**What needs to be done**
Any picture in the data below should be skipped, while every line is repeated exactly.

**Data for processing**
▽
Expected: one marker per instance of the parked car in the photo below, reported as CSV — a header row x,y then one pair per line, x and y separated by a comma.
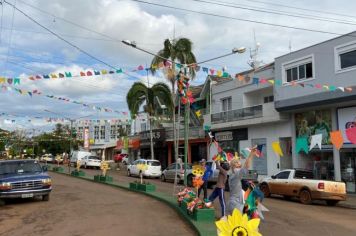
x,y
175,169
24,179
47,158
301,183
153,168
78,155
119,157
91,161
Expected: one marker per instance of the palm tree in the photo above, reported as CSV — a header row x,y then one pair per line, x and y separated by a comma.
x,y
140,95
177,50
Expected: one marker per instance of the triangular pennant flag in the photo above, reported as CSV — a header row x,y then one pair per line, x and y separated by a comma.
x,y
315,140
16,81
277,148
255,81
351,134
337,139
278,82
341,88
302,145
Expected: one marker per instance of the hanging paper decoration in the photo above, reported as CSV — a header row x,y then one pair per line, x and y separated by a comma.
x,y
351,134
315,140
277,148
337,139
302,145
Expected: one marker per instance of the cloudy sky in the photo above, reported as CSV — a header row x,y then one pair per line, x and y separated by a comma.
x,y
98,26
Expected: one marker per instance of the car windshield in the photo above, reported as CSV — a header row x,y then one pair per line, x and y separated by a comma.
x,y
19,167
153,163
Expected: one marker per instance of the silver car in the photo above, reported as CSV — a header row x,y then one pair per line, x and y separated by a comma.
x,y
176,169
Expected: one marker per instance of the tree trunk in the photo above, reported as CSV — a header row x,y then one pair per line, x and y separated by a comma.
x,y
151,137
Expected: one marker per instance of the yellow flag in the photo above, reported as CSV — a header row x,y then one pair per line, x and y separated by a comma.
x,y
277,148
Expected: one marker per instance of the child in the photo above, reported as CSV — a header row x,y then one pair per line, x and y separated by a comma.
x,y
220,187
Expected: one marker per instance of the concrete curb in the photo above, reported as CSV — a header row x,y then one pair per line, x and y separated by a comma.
x,y
202,229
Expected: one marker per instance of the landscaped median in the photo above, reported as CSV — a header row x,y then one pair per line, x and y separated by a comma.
x,y
201,222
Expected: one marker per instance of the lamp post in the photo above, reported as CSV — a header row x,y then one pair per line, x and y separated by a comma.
x,y
187,105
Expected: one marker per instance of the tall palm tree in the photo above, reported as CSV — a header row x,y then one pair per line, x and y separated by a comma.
x,y
140,95
177,50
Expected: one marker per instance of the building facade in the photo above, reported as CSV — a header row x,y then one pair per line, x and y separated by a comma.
x,y
318,91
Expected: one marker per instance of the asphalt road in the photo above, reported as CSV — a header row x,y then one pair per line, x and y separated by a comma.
x,y
285,217
80,207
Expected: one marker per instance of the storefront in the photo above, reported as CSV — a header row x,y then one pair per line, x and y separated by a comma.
x,y
159,144
320,161
346,117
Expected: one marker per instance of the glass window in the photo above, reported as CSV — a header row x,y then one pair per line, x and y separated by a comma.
x,y
283,175
348,59
309,70
301,71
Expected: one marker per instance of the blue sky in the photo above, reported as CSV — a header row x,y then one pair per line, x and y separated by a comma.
x,y
27,49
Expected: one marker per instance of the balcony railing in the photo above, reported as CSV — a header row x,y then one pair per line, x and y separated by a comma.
x,y
239,114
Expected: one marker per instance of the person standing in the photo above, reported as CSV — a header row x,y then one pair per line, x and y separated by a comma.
x,y
207,173
220,187
235,176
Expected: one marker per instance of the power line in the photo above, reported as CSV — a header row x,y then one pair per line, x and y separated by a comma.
x,y
241,19
304,9
232,5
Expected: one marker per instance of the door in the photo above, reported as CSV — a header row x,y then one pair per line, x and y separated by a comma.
x,y
279,185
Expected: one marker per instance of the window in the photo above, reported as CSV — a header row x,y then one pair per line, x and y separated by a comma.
x,y
345,57
297,70
268,99
348,59
102,132
226,104
113,132
300,72
96,132
283,175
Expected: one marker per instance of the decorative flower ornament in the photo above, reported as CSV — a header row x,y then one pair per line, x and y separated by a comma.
x,y
238,225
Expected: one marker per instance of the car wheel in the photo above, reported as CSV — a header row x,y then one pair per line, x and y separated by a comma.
x,y
163,178
265,189
45,197
331,202
305,197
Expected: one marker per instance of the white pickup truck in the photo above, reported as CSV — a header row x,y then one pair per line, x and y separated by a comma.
x,y
300,183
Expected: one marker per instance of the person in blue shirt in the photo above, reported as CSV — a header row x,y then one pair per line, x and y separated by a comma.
x,y
208,172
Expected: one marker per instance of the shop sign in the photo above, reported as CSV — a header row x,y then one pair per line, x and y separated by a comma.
x,y
346,119
223,136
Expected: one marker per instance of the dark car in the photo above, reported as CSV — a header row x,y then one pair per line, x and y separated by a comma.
x,y
24,179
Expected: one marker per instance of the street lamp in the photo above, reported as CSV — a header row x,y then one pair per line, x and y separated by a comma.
△
**Answer to this exercise**
Expected: one marker per instance of the parked car in the photo below, reported as CSV — a header row x,y then one pair per line, x and y separated by a comma.
x,y
175,169
24,179
47,158
301,183
153,168
78,155
119,157
91,161
Expected: one marker per instance of the palm tree in the photo above, reported as CSV — a header row x,y then one pair per line, x and y separated by a comma.
x,y
140,95
177,50
Expected: one marker per instance of the triangular pennant flag in the photo above, reported as CSV — a header row x,y then one pair per line, x and y separated by a comma.
x,y
315,140
16,81
277,148
255,81
351,134
337,139
278,82
341,88
302,145
Expected: one marker per instance of the hanging paper decoration in the photo above, reported as CSV — a header row x,y then one pair per line, x and y separated by a comma.
x,y
351,134
315,140
277,148
337,139
302,145
Expected: one marker per instance of the cloudy sky in the photo above, reported as CSV — a header row x,y then one pair per line, x and y separated by a comma.
x,y
98,26
Expected: one marker per instance of the car windshield in the photo above, reported as CSV — a header row x,y then one pair per line, x and y separated by a comma.
x,y
19,167
153,163
Expected: one marker per instance of the silver car in the photo above, reported as CSV — a header row x,y then one pair per line, x and y separated by a comma.
x,y
176,169
Expected: one marker per instance of the tree trunk in the photo above, reported as CSV — a header row x,y then one pair per line, x and y separated by a comma.
x,y
151,137
Expected: one marker per instance of the yellow flag in the photo above, reported as CSV — a header row x,y then one pair per line, x and y separated by a comma.
x,y
277,148
Expected: one marker per instance of the child in the photo above, reported as CSV — a header row x,y then one pair per line, x and y separated by a comma.
x,y
220,187
Expected: one marker per instance of the concrete curb in the photo above, reported as CSV — a header row x,y then one pair per line, x and y separated by a comma.
x,y
202,229
Expected: one marker per instance of the landscaped median in the photo above, reported as CSV — a header row x,y then one pair per line, x and y separated by a comma.
x,y
201,222
Expected: one marker per instance of the lamp post in the photo above, reported as CSV — a header row x,y then one pair per line, x and y separated by a comma.
x,y
187,105
Expected: one marker per instance of the tall palm tree in the photo above, reported as CSV — a header row x,y then one pair per line, x and y separated by a comma.
x,y
140,95
177,50
Expected: one marker per instance of the building facade in the photo above, reported as CSV — a header row x,y then one pair per line, x and y separated by a comma.
x,y
318,91
Expected: one marker per instance of the asphalt road in the photo above, reported as CSV — a header row x,y then one pair per line, x and y separated by a comma.
x,y
285,217
80,207
Expected: one marker per instance of the storefront in the photo above, reported as CSV — a header row x,y then one pair per line, x and y separated by a comma.
x,y
159,144
320,161
346,117
Expected: one marker per instance of the glass window in the photo above, reported as CSV — a header row x,y then one pair per line, x and y separated by a comma.
x,y
283,175
348,59
309,70
301,71
Expected: one marker per instance of the blue sky in the photo above, reported as CSV — a header row x,y then one pair per line, x and y separated by a comma.
x,y
27,49
Expected: one marker per instance of the balcony railing in the photo above, reported as CSV — a header row x,y then one pair per line, x and y separated by a comma.
x,y
239,114
Expected: one marker per instance of the person standing in the photo above, reported as CSV — a header row x,y then one pair per line, x and y separated by a comma.
x,y
207,173
220,187
235,176
Expected: one marker per instance of the power line in the photo above, reported as CSV — a header row x,y then one pair per line, x and y separated by a comma.
x,y
241,19
304,9
232,5
Expected: one marker per instance of the door in the photo above, reported as CSV — a header row x,y then one pair per line, x and y separated by a comma.
x,y
279,185
Expected: one marker per instance of the window in the photo above, reported as CSV — a header row x,y then one pair per line, x and y separated by a comma.
x,y
345,57
297,70
268,99
348,59
102,132
226,104
113,132
300,72
96,132
283,175
Expected: one marker per instance of the decorative flower ornament in the photo above, reported as CSV — a header row x,y then one pair per line, x and y separated by a comma.
x,y
238,225
Expected: one marker per instance of the car wheel in the photo above, reported as CSV — a header row x,y then one pair per line, x and y separated by a comma.
x,y
163,178
265,189
45,197
331,202
305,197
Expected: one marker per instance of the white pickup truck in the photo above, reported as CSV — a header row x,y then one pair per line, x and y separated by a comma.
x,y
300,183
Expected: one marker per instance of the person in blue shirt in the photo above, reported as CSV — a header row x,y then one pair per line, x and y separated by a comma.
x,y
208,172
Expected: one marker per instance of the shop sign in the photo above, reported as CSV — a header row x,y then one pair per line, x and y separated by a comma.
x,y
346,119
223,136
Expected: one marker per instance of the dark car in the photo above, reported as CSV — a header row x,y then one pair per line, x and y separated by a comma.
x,y
24,179
Expected: one marker per instance of the street lamp in the photo above, reported as CSV — a header row x,y then one pair per line, x and y separated by a comma.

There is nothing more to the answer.